**Directions:**
Please print exactly the lines running from the one that contains "Record the location of each instance of the wooden tray" to the end of the data, with both lines included.

**Given data:**
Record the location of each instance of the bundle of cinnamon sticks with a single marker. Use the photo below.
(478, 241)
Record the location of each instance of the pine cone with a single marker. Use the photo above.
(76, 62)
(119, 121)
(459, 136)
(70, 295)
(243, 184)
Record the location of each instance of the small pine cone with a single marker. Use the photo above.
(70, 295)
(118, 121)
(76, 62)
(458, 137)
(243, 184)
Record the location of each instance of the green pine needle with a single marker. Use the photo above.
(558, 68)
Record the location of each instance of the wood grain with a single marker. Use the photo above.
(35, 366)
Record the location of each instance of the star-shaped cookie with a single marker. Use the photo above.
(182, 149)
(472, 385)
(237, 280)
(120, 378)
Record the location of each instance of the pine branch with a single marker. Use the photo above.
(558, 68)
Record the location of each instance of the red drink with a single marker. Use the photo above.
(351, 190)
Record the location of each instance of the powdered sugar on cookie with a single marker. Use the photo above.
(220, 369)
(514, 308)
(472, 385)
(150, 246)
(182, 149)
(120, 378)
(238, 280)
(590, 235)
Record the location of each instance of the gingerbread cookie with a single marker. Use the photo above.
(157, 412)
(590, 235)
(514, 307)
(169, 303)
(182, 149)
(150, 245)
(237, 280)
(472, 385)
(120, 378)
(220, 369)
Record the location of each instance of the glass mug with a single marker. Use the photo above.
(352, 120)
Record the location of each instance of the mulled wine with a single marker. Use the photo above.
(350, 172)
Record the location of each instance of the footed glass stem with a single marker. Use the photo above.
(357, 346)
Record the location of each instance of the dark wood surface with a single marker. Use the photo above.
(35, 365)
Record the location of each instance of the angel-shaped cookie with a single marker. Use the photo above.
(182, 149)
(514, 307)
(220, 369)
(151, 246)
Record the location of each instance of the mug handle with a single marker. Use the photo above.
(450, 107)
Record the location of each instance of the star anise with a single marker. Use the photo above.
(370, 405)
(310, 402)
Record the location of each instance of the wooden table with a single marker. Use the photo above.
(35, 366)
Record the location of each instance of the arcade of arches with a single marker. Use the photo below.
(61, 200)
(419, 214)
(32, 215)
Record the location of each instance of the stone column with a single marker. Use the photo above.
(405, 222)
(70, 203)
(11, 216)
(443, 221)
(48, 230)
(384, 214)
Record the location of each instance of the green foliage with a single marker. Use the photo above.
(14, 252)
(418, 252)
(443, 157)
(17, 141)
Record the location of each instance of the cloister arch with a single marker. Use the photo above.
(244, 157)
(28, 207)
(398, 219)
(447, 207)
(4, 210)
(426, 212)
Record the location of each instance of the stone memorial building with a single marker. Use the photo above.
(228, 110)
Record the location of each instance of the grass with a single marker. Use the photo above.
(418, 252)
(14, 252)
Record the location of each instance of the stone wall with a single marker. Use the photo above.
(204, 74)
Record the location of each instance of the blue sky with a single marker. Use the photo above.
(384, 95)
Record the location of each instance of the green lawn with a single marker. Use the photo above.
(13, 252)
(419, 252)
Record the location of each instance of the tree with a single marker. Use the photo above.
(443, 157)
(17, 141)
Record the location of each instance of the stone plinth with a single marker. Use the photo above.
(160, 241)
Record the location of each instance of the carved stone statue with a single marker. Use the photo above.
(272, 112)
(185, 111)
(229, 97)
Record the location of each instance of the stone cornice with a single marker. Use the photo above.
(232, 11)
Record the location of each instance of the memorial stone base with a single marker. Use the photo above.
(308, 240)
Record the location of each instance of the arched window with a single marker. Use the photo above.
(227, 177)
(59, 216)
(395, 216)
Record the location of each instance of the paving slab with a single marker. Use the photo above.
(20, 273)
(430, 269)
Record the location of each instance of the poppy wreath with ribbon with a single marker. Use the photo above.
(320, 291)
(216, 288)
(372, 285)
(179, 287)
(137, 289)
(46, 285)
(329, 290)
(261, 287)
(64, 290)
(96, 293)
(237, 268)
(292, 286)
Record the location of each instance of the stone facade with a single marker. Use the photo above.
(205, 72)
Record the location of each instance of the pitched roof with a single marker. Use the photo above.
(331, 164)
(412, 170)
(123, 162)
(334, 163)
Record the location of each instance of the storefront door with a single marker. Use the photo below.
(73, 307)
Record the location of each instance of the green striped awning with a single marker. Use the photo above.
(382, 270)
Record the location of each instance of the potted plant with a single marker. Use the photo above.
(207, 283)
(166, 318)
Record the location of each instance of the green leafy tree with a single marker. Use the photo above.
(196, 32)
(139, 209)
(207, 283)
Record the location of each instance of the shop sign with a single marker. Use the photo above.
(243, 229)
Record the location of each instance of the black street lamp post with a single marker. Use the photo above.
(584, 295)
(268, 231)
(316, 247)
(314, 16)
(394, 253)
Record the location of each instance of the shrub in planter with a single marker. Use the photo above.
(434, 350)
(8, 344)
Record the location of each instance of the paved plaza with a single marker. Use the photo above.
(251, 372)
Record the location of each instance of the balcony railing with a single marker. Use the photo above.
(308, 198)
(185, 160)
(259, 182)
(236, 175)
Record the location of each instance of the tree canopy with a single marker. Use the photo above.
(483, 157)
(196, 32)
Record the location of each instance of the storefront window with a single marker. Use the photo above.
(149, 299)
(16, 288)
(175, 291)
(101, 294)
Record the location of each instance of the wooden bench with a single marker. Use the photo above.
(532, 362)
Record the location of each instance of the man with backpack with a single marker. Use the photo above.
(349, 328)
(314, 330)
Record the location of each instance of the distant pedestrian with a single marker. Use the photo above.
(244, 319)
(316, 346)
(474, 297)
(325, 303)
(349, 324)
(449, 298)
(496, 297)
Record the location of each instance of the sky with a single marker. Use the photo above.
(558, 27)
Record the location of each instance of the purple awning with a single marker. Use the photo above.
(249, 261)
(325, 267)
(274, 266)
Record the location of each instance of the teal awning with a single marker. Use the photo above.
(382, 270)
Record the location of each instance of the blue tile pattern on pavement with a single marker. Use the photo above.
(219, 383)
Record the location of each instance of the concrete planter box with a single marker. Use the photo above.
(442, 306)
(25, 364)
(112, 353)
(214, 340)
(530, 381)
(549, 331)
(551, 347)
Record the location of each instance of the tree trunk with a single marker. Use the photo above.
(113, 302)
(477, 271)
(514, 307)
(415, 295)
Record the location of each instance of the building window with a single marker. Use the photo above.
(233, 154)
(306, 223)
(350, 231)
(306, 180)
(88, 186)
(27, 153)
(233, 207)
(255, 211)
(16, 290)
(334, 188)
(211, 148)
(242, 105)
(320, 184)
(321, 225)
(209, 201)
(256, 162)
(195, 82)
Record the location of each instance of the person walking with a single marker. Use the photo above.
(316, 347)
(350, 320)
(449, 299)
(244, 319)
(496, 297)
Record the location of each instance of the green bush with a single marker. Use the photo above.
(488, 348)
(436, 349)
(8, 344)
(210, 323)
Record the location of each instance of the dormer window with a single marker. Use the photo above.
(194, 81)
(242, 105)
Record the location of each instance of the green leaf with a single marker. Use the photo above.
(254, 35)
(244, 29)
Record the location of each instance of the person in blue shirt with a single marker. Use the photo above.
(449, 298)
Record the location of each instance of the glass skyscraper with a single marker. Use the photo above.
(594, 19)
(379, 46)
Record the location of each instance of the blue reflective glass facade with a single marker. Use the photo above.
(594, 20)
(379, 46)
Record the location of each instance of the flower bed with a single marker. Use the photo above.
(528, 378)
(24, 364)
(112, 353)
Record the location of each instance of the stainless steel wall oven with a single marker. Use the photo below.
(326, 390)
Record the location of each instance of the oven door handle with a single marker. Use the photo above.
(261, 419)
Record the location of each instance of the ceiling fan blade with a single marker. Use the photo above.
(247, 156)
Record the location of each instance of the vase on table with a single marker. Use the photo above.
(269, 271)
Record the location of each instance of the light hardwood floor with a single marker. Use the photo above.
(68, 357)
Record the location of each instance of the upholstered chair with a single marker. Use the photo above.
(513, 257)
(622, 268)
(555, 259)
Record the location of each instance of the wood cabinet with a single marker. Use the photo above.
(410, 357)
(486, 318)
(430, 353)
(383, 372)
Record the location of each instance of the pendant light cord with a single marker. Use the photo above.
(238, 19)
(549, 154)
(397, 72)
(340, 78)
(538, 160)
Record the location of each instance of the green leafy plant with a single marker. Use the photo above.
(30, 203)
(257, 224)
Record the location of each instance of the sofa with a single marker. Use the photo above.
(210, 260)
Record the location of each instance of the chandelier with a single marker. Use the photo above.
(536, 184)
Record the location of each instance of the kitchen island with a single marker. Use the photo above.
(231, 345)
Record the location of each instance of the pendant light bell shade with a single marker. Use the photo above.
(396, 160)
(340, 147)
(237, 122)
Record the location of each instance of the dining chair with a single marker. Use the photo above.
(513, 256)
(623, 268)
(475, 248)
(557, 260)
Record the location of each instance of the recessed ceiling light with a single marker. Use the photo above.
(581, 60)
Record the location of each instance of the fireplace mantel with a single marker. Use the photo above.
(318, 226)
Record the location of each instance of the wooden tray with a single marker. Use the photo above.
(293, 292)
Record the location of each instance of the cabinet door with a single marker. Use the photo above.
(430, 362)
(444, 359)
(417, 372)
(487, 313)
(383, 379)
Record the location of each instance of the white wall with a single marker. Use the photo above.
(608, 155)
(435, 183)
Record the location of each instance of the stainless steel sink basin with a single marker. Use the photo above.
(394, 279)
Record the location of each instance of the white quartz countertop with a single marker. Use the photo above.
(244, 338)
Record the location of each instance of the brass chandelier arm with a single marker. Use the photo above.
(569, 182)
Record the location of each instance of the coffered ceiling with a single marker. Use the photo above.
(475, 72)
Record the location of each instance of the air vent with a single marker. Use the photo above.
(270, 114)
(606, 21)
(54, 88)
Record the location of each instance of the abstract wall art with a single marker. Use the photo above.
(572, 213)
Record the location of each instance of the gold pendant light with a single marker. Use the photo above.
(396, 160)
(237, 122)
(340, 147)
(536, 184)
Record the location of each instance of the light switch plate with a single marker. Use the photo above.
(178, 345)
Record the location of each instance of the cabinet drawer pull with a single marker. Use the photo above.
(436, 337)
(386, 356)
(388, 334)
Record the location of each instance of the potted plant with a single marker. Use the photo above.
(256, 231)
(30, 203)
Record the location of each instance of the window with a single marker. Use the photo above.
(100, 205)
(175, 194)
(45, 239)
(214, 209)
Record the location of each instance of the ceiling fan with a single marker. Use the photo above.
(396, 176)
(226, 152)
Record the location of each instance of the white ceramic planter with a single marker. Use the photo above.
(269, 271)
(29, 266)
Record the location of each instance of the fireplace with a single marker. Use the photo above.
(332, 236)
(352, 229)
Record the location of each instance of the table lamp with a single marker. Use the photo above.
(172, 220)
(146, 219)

**Completed exercise:**
Record the location of each instance of the wooden tray with a single marker. Use the photo above.
(293, 292)
Record the location of each instance of the cabinet door with a single marker. Use the photo above.
(430, 362)
(444, 359)
(417, 372)
(487, 313)
(383, 379)
Record the location of each instance of the white wall with a single marker. Use the photo above.
(608, 155)
(435, 183)
Record the location of each instance of the stainless steel sink basin with a single marker. Use the photo above.
(394, 279)
Record the location of each instance of the white quartz countertop with a single marker. Use the photo above.
(244, 338)
Record the location of each instance of the brass chandelier arm with a single marker. Use the photo above.
(569, 182)
Record the location of each instance of the coffered ceiling with a single marker. Use the photo above.
(475, 72)
Record the location of each instance of the air vent with a single marker. Use the photo above.
(270, 114)
(606, 21)
(54, 88)
Record the location of each instance of the abstract wall art with a single marker. Use the photo above.
(572, 213)
Record the location of each instance of the gold pendant light with a single marker. Use the photo above.
(396, 160)
(237, 122)
(340, 147)
(536, 184)
Record the location of each instance of the light switch plate with a single marker. Use the photo above.
(178, 345)
Record the location of each instance of the cabinet drawer pull with a single marker. Use the photo above.
(436, 337)
(386, 356)
(388, 334)
Record the location of each instance of the potted plant with a single marker. Use the photo above.
(256, 231)
(30, 203)
Record the location of each instance of the window with a single marker. Use the photo above.
(100, 205)
(175, 194)
(45, 239)
(214, 209)
Record the location of each instance of the ceiling fan with a single marker. Use the photo above.
(396, 176)
(226, 152)
Record the location of each instance of the white ceramic planter with a single marker. Use the photo above.
(269, 271)
(29, 266)
Record the location of each instance of the fireplace with a single marker. Use the photo above.
(332, 236)
(352, 229)
Record the location of each instance of the table lamp with a single marker. Use the photo above.
(172, 220)
(146, 219)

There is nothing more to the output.